# Written problem
Copy every line of the listing below word for word, omitting the pictures.
^^^^^^^^^^^^^^^^
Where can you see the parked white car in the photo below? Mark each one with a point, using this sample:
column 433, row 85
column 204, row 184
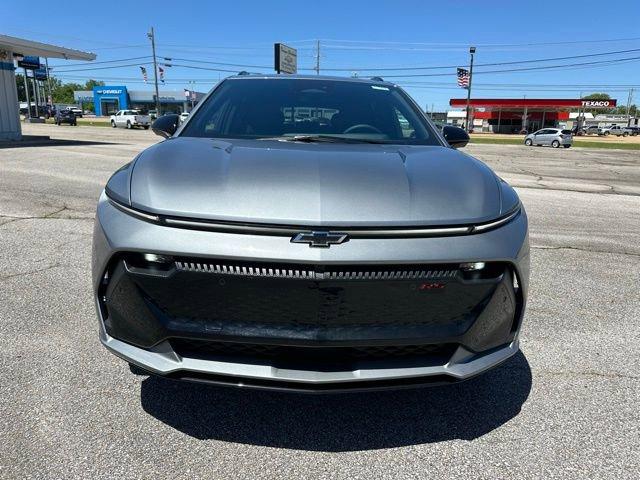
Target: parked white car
column 130, row 119
column 617, row 130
^^^^^^^^^^^^^^^^
# Output of the task
Where can you see the parked white car in the photo below? Mark each one with a point, using this sample:
column 433, row 85
column 204, row 184
Target: parked white car
column 130, row 119
column 617, row 130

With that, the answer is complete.